* Problem details: Reproduce the records from the line containing "Practice. Locate the stone" through the line containing "[(247, 899), (328, 898), (492, 887), (409, 887)]", substituting "plinth" for every occurrence of "pedestal" and leaving all else unchanged.
>> Begin
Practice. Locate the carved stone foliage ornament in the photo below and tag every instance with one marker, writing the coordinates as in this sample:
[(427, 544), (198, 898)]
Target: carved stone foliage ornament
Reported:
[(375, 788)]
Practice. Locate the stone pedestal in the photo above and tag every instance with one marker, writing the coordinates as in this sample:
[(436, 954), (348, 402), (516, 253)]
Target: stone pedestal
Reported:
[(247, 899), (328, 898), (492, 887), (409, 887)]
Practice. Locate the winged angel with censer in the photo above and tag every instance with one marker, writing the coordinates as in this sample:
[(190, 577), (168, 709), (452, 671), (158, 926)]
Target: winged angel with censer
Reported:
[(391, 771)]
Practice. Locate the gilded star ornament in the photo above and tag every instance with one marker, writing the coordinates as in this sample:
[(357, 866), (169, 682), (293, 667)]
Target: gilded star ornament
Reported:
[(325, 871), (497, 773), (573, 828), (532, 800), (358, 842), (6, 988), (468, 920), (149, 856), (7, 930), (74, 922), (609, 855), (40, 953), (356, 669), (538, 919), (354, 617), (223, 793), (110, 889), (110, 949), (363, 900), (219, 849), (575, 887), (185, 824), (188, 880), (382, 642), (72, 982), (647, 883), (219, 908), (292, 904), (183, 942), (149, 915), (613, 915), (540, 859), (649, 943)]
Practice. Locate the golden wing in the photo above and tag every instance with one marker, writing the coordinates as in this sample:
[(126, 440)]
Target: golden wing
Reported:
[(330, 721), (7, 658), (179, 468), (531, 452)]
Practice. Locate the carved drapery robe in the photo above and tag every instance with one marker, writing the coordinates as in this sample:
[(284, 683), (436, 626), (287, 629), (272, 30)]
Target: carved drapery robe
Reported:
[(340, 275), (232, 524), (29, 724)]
>> End
* Expected answer:
Practice. Locate the stone plinth in the photo above and tag every instance with one marker, writing the coordinates as in this sample:
[(436, 954), (348, 402), (516, 253)]
Target: stone plinth
Reported:
[(247, 899), (328, 898), (492, 887), (409, 887)]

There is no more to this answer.